→ PROBLEM REQUIREMENTS:
Reproduce the records below with every "expected" swapped for "desired" and nothing else changed, leaving out the pictures.

→ DATA SUPPLIED:
- - - -

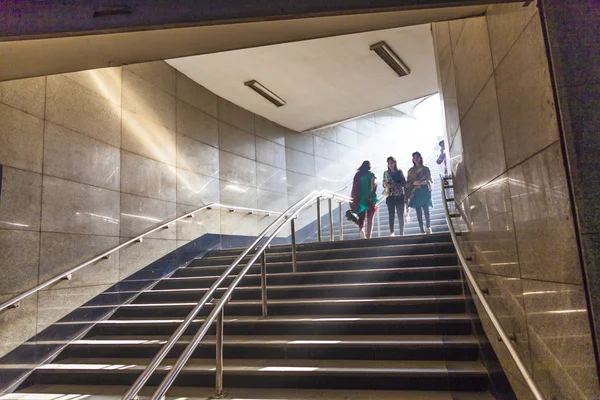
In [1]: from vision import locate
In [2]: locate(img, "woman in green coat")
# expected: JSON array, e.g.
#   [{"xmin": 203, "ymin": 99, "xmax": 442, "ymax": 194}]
[{"xmin": 350, "ymin": 161, "xmax": 377, "ymax": 239}]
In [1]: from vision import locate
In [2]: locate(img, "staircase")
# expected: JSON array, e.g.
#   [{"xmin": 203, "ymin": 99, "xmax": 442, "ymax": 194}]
[{"xmin": 5, "ymin": 233, "xmax": 493, "ymax": 400}]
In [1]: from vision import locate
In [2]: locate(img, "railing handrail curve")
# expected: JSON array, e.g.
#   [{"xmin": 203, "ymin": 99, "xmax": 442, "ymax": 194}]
[
  {"xmin": 440, "ymin": 177, "xmax": 545, "ymax": 400},
  {"xmin": 123, "ymin": 190, "xmax": 351, "ymax": 400},
  {"xmin": 0, "ymin": 203, "xmax": 282, "ymax": 311}
]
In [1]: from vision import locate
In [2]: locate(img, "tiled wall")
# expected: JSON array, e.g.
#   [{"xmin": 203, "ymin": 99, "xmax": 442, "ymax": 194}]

- - - -

→ CORRECT OUTPUT:
In [1]: from vision import locate
In [2]: locate(img, "woman in green coat")
# desired: JSON array, e.g.
#   [{"xmin": 203, "ymin": 99, "xmax": 442, "ymax": 194}]
[{"xmin": 350, "ymin": 161, "xmax": 377, "ymax": 239}]
In [1]: from vision import locate
In [2]: locate(img, "staircase")
# desired: JSON array, e.g.
#   [{"xmin": 203, "ymin": 99, "xmax": 442, "ymax": 194}]
[{"xmin": 5, "ymin": 233, "xmax": 493, "ymax": 400}]
In [1]: from vision import locate
In [2]: locate(img, "railing handrail curve")
# desired: JSON array, e.g.
#   [{"xmin": 203, "ymin": 99, "xmax": 442, "ymax": 194}]
[
  {"xmin": 440, "ymin": 177, "xmax": 545, "ymax": 400},
  {"xmin": 123, "ymin": 190, "xmax": 351, "ymax": 400},
  {"xmin": 0, "ymin": 203, "xmax": 282, "ymax": 311}
]
In [1]: from vision import locate
In [2]: locate(img, "tiled wall")
# desired: JSON array, e.g.
#   [{"xmin": 203, "ymin": 99, "xmax": 442, "ymax": 194}]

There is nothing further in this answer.